• _Requisitos do exercício_
1) Segundo a página, de quantas famílias o advogado Gustavo Granadeiro cuida das ações?
2) Por favor, transcreva da página o trecho entre "A defesa do" e "reportagem da ConJur.", incluindo ambos.

• _Página_
↓
A defesa do diz que este caso está inserido no contexto dos planos econômicos. Assim, seria necessário primeiro resolver esta questão — que aguarda decisão do Supremo — e depois analisar os casos isolados.
“O Itaú Unibanco esclarece que a discussão processual prossegue atualmente apenas porque os cálculos do processo não observam a jurisprudência pacífica do TST. Ressalta-se que os benefícios mensais de complementação de aposentadoria estão sendo regularmente pagos aos beneficiários”, disse o banco à reportagem da ConJur.
Diante desse novo argumento do Itaú, a 59ª Vara do Trabalho de São Paulo e a 6ª Turma do Tribunal Regional do Trabalho da 2ª Região já disseram que o pagamento da verba previdenciária nada tem a ver com os planos econômicos e condenaram o banco por ato atentatório contra a dignidade da Justiça.
Caso herdado
Uma das ações do caso já chegou novamente ao TST. O advogado Gustavo Granadeiro cuida das ações de 30 famílias que esperam o fim do caso. Ele é o defensor das causas da Associação dos Funcionários Aposentados do Conglomerado Itaú (Afaci).
Assim como no caso da família Tulmann, o advogado também herdou seu envolvimento no caso. Seu avô, já morto, elaborou as primeiras petições do caso, em 1995.
↑
• _Informações fornecidas_
↓
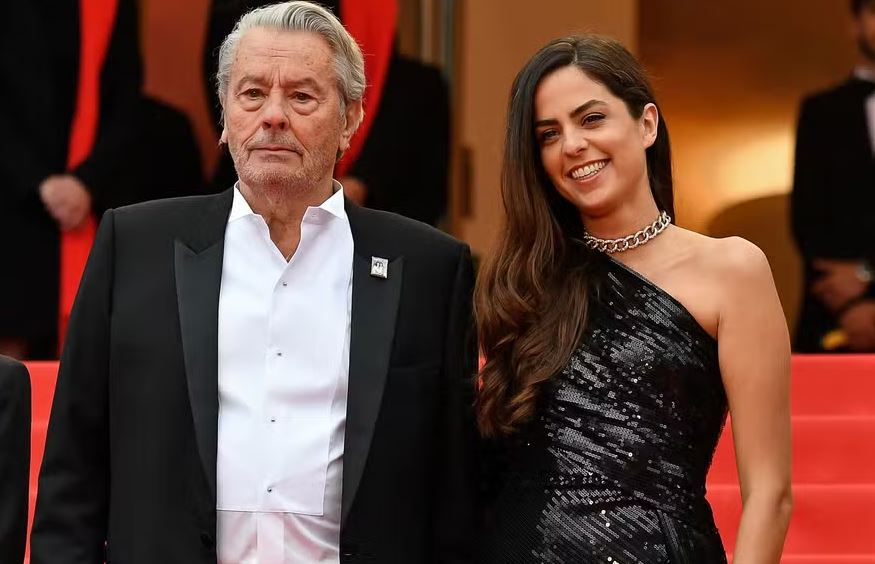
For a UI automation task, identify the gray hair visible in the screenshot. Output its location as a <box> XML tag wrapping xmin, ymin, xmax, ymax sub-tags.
<box><xmin>216</xmin><ymin>1</ymin><xmax>365</xmax><ymax>112</ymax></box>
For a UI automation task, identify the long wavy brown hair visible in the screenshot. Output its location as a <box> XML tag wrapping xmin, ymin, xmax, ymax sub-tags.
<box><xmin>475</xmin><ymin>35</ymin><xmax>674</xmax><ymax>437</ymax></box>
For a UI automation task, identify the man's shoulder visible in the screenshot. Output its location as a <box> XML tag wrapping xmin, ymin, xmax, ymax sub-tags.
<box><xmin>348</xmin><ymin>206</ymin><xmax>468</xmax><ymax>264</ymax></box>
<box><xmin>802</xmin><ymin>78</ymin><xmax>857</xmax><ymax>108</ymax></box>
<box><xmin>351</xmin><ymin>207</ymin><xmax>465</xmax><ymax>250</ymax></box>
<box><xmin>113</xmin><ymin>192</ymin><xmax>230</xmax><ymax>217</ymax></box>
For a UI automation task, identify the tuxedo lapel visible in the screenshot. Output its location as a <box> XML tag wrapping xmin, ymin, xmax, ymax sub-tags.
<box><xmin>174</xmin><ymin>190</ymin><xmax>233</xmax><ymax>498</ymax></box>
<box><xmin>341</xmin><ymin>204</ymin><xmax>404</xmax><ymax>527</ymax></box>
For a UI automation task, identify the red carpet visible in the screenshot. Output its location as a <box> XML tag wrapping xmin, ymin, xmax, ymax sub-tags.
<box><xmin>28</xmin><ymin>355</ymin><xmax>875</xmax><ymax>564</ymax></box>
<box><xmin>708</xmin><ymin>355</ymin><xmax>875</xmax><ymax>564</ymax></box>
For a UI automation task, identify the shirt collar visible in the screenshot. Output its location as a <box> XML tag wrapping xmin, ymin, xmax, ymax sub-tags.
<box><xmin>228</xmin><ymin>180</ymin><xmax>346</xmax><ymax>223</ymax></box>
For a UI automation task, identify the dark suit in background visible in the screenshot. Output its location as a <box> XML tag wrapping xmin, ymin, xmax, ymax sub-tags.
<box><xmin>0</xmin><ymin>356</ymin><xmax>30</xmax><ymax>564</ymax></box>
<box><xmin>0</xmin><ymin>0</ymin><xmax>142</xmax><ymax>357</ymax></box>
<box><xmin>791</xmin><ymin>78</ymin><xmax>875</xmax><ymax>352</ymax></box>
<box><xmin>31</xmin><ymin>190</ymin><xmax>476</xmax><ymax>564</ymax></box>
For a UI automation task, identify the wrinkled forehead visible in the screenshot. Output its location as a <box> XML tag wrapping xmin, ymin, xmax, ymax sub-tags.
<box><xmin>231</xmin><ymin>27</ymin><xmax>334</xmax><ymax>80</ymax></box>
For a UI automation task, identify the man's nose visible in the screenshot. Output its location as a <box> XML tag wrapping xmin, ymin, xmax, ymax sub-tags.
<box><xmin>261</xmin><ymin>93</ymin><xmax>289</xmax><ymax>130</ymax></box>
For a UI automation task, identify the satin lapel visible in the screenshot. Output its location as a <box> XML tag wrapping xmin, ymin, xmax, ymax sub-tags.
<box><xmin>341</xmin><ymin>206</ymin><xmax>404</xmax><ymax>527</ymax></box>
<box><xmin>174</xmin><ymin>191</ymin><xmax>232</xmax><ymax>498</ymax></box>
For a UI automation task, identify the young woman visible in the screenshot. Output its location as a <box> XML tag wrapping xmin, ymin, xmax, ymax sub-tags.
<box><xmin>476</xmin><ymin>36</ymin><xmax>791</xmax><ymax>564</ymax></box>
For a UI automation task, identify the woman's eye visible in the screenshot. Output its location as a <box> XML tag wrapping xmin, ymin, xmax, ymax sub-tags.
<box><xmin>538</xmin><ymin>129</ymin><xmax>558</xmax><ymax>143</ymax></box>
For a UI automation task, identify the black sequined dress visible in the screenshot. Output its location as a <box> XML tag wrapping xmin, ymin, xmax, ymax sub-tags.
<box><xmin>481</xmin><ymin>257</ymin><xmax>727</xmax><ymax>564</ymax></box>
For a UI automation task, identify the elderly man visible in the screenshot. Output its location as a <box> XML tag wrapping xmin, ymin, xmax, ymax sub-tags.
<box><xmin>31</xmin><ymin>2</ymin><xmax>475</xmax><ymax>564</ymax></box>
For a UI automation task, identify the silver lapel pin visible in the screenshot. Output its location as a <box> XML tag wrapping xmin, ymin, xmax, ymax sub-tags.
<box><xmin>371</xmin><ymin>257</ymin><xmax>389</xmax><ymax>278</ymax></box>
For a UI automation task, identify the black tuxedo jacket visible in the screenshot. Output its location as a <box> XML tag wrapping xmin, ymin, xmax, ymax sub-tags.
<box><xmin>791</xmin><ymin>78</ymin><xmax>875</xmax><ymax>352</ymax></box>
<box><xmin>31</xmin><ymin>190</ymin><xmax>475</xmax><ymax>564</ymax></box>
<box><xmin>0</xmin><ymin>356</ymin><xmax>30</xmax><ymax>563</ymax></box>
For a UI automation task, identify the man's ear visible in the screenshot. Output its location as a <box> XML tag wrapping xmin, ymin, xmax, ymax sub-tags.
<box><xmin>338</xmin><ymin>100</ymin><xmax>365</xmax><ymax>152</ymax></box>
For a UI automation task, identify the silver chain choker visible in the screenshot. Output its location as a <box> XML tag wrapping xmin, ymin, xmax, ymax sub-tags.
<box><xmin>583</xmin><ymin>212</ymin><xmax>671</xmax><ymax>255</ymax></box>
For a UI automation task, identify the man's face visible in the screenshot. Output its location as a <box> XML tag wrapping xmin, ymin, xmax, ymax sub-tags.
<box><xmin>222</xmin><ymin>28</ymin><xmax>361</xmax><ymax>193</ymax></box>
<box><xmin>854</xmin><ymin>0</ymin><xmax>875</xmax><ymax>62</ymax></box>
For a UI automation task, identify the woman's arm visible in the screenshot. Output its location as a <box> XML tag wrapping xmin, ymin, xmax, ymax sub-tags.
<box><xmin>718</xmin><ymin>238</ymin><xmax>792</xmax><ymax>564</ymax></box>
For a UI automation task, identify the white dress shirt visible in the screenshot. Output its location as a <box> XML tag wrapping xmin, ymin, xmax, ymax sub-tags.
<box><xmin>216</xmin><ymin>183</ymin><xmax>353</xmax><ymax>564</ymax></box>
<box><xmin>854</xmin><ymin>67</ymin><xmax>875</xmax><ymax>155</ymax></box>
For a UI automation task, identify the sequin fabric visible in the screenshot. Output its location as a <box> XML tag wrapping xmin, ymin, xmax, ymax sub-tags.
<box><xmin>481</xmin><ymin>257</ymin><xmax>727</xmax><ymax>564</ymax></box>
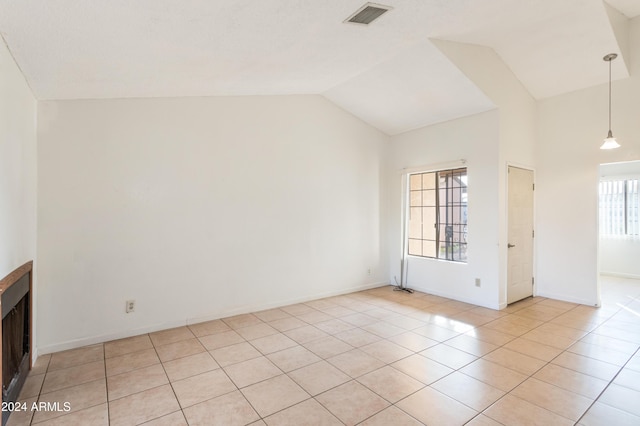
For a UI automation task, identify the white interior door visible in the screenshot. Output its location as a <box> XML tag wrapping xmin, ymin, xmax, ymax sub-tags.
<box><xmin>507</xmin><ymin>166</ymin><xmax>534</xmax><ymax>303</ymax></box>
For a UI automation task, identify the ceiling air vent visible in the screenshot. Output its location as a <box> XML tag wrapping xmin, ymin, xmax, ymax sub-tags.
<box><xmin>345</xmin><ymin>3</ymin><xmax>391</xmax><ymax>25</ymax></box>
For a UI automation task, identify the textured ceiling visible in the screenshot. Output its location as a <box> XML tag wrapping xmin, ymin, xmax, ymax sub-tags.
<box><xmin>0</xmin><ymin>0</ymin><xmax>640</xmax><ymax>134</ymax></box>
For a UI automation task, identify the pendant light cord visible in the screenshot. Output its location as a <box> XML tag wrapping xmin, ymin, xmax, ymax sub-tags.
<box><xmin>609</xmin><ymin>56</ymin><xmax>611</xmax><ymax>133</ymax></box>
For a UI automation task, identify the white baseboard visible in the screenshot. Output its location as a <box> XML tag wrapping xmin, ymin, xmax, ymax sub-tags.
<box><xmin>600</xmin><ymin>271</ymin><xmax>640</xmax><ymax>280</ymax></box>
<box><xmin>34</xmin><ymin>282</ymin><xmax>389</xmax><ymax>354</ymax></box>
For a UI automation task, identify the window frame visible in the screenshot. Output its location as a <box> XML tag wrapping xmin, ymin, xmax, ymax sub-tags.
<box><xmin>403</xmin><ymin>163</ymin><xmax>469</xmax><ymax>264</ymax></box>
<box><xmin>598</xmin><ymin>174</ymin><xmax>640</xmax><ymax>240</ymax></box>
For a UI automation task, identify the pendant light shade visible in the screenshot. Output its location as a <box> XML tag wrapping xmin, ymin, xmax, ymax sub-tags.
<box><xmin>600</xmin><ymin>53</ymin><xmax>620</xmax><ymax>149</ymax></box>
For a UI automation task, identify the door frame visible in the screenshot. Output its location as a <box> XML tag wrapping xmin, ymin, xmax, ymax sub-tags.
<box><xmin>500</xmin><ymin>161</ymin><xmax>538</xmax><ymax>309</ymax></box>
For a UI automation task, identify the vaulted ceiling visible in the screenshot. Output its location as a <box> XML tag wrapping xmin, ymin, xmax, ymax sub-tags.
<box><xmin>0</xmin><ymin>0</ymin><xmax>640</xmax><ymax>134</ymax></box>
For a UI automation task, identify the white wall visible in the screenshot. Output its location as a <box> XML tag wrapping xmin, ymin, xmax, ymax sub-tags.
<box><xmin>536</xmin><ymin>18</ymin><xmax>640</xmax><ymax>305</ymax></box>
<box><xmin>387</xmin><ymin>111</ymin><xmax>499</xmax><ymax>308</ymax></box>
<box><xmin>390</xmin><ymin>40</ymin><xmax>537</xmax><ymax>308</ymax></box>
<box><xmin>598</xmin><ymin>161</ymin><xmax>640</xmax><ymax>278</ymax></box>
<box><xmin>0</xmin><ymin>37</ymin><xmax>37</xmax><ymax>330</ymax></box>
<box><xmin>0</xmin><ymin>38</ymin><xmax>36</xmax><ymax>278</ymax></box>
<box><xmin>38</xmin><ymin>96</ymin><xmax>388</xmax><ymax>352</ymax></box>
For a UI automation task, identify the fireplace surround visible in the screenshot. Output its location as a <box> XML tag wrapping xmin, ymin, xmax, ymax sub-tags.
<box><xmin>0</xmin><ymin>261</ymin><xmax>33</xmax><ymax>425</ymax></box>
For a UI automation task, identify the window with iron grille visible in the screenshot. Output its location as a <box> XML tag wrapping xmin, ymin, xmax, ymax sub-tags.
<box><xmin>407</xmin><ymin>168</ymin><xmax>467</xmax><ymax>262</ymax></box>
<box><xmin>599</xmin><ymin>179</ymin><xmax>640</xmax><ymax>238</ymax></box>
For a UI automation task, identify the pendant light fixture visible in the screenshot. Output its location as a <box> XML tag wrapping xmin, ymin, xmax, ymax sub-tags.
<box><xmin>600</xmin><ymin>53</ymin><xmax>620</xmax><ymax>149</ymax></box>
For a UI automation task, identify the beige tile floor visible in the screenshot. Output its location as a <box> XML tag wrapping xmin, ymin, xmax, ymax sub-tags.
<box><xmin>9</xmin><ymin>278</ymin><xmax>640</xmax><ymax>426</ymax></box>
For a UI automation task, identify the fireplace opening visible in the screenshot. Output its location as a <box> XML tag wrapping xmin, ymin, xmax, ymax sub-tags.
<box><xmin>0</xmin><ymin>262</ymin><xmax>32</xmax><ymax>425</ymax></box>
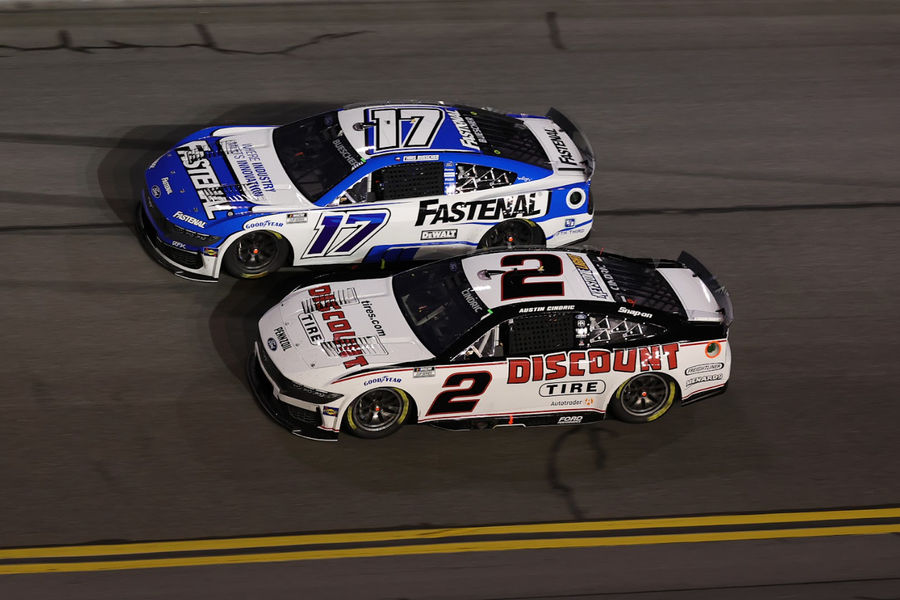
↑
• _Resultados por tarefa_
1) De 30 famílias.

2)
A defesa do diz que este caso está inserido no contexto dos planos econômicos. Assim, seria necessário primeiro resolver esta questão — que aguarda decisão do Supremo — e depois analisar os casos isolados.
“O Itaú Unibanco esclarece que a discussão processual prossegue atualmente apenas porque os cálculos do processo não observam a jurisprudência pacífica do TST. Ressalta-se que os benefícios mensais de complementação de aposentadoria estão sendo regularmente pagos aos beneficiários”, disse o banco à reportagem da ConJur.